◆ WHAT YOU SHOULD DO
Below are the records. Restate word for word every line from the one that contains "Where can the wooden" through the final line, both included.
--- AVAILABLE RECORDS ---
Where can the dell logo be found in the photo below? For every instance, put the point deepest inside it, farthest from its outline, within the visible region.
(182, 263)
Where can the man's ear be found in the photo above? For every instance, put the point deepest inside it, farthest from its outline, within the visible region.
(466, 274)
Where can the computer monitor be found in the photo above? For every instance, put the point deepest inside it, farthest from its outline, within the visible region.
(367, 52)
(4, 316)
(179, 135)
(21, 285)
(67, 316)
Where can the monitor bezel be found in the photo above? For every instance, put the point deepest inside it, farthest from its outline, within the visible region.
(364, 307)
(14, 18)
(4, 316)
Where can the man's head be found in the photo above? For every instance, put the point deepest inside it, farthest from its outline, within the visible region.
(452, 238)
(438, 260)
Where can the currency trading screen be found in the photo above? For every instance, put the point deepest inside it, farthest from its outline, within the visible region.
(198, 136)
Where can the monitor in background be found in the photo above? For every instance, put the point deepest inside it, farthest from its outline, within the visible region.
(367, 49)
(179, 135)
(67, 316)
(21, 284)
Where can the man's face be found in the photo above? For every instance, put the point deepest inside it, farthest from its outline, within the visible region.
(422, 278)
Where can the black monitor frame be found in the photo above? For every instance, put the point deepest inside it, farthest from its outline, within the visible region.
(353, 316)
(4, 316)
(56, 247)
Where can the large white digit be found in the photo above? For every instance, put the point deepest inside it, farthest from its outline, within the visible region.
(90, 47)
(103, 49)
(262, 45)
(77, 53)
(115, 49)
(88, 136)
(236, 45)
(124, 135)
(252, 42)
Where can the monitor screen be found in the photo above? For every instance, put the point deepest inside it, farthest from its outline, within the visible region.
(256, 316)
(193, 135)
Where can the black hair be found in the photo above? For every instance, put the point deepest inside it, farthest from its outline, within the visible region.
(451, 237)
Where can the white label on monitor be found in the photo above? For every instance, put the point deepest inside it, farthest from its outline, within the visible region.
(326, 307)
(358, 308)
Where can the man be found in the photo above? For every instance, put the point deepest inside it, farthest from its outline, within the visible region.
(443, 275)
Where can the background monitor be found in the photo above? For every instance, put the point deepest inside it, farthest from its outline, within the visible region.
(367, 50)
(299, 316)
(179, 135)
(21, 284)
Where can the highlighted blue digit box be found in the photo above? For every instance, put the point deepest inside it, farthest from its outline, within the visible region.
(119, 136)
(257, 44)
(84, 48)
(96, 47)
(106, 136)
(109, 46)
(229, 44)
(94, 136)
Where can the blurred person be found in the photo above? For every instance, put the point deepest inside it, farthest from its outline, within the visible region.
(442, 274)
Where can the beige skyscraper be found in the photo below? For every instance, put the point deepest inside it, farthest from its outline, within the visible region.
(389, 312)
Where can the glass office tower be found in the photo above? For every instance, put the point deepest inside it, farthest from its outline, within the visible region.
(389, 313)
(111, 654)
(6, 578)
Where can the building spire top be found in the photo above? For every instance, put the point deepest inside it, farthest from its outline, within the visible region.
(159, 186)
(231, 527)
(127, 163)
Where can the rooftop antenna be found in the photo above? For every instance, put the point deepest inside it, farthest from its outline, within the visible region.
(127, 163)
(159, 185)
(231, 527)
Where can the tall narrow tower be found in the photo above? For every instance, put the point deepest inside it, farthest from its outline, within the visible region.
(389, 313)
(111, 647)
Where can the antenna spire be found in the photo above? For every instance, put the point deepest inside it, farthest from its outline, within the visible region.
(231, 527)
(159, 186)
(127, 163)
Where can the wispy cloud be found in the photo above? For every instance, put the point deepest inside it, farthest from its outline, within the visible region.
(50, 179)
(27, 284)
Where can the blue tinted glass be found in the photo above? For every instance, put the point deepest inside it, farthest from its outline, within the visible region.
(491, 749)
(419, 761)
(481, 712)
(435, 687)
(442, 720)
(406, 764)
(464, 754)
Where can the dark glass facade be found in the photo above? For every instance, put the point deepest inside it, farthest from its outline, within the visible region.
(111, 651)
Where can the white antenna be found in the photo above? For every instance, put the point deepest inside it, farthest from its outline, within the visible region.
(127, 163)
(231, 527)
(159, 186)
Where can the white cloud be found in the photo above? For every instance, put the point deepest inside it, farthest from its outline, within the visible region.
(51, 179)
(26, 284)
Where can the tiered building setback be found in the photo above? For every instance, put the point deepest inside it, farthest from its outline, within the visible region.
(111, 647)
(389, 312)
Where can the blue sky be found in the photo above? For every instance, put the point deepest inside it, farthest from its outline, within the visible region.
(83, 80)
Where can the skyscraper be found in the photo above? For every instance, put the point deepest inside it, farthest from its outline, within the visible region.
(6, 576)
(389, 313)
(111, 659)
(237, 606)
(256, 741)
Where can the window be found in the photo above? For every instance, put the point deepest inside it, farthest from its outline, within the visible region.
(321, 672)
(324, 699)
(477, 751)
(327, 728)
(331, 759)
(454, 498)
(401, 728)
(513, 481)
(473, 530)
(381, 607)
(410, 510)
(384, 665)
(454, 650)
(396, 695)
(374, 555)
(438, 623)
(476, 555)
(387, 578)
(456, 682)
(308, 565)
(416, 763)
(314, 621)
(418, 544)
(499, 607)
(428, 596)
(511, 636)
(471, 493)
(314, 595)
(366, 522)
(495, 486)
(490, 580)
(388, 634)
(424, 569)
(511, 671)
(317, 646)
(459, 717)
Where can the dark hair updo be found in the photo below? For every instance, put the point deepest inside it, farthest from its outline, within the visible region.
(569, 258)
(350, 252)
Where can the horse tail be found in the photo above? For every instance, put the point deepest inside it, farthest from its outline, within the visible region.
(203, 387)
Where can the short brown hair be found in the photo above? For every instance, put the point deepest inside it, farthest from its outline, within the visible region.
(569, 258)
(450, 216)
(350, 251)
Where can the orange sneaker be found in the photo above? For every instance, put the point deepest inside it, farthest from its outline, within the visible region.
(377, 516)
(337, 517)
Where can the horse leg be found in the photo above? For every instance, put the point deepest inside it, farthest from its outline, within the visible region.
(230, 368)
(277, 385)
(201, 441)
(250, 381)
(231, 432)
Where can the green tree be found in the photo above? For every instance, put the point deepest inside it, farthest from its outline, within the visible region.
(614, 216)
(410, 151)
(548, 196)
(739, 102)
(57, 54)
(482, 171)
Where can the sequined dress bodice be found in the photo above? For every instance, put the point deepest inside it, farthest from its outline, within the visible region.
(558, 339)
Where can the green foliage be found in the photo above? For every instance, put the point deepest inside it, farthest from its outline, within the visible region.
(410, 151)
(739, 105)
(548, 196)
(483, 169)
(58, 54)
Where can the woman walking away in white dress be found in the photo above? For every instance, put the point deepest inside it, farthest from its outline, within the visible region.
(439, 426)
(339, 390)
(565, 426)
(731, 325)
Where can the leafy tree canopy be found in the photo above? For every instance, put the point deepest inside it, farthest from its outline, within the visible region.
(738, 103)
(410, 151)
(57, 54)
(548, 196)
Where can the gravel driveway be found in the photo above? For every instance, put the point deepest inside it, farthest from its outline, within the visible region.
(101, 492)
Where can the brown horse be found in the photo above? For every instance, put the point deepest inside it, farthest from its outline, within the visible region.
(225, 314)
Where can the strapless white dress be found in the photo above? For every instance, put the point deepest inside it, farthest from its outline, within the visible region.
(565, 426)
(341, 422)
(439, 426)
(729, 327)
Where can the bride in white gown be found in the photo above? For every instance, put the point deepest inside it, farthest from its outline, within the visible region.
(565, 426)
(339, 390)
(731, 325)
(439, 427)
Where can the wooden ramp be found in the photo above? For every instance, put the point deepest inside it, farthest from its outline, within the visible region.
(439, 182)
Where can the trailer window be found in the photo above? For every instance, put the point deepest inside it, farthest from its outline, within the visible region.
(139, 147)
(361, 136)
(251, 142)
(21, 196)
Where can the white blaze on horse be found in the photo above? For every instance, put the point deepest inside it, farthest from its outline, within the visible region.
---
◆ WRITTEN ANSWER
Where can the wooden ramp be found in the photo above? For every instance, put the point deepest inside it, farthest from its outline, within the visible region.
(439, 182)
Where can the trailer window be found in the photo above? For every instance, put the point deepest inside it, farthest from its outline, within the visible region.
(139, 147)
(361, 136)
(251, 142)
(21, 196)
Where can the white blaze on horse be found in the photo above? For every instance, put the point deepest inside it, farthest from its outline, within the visible region.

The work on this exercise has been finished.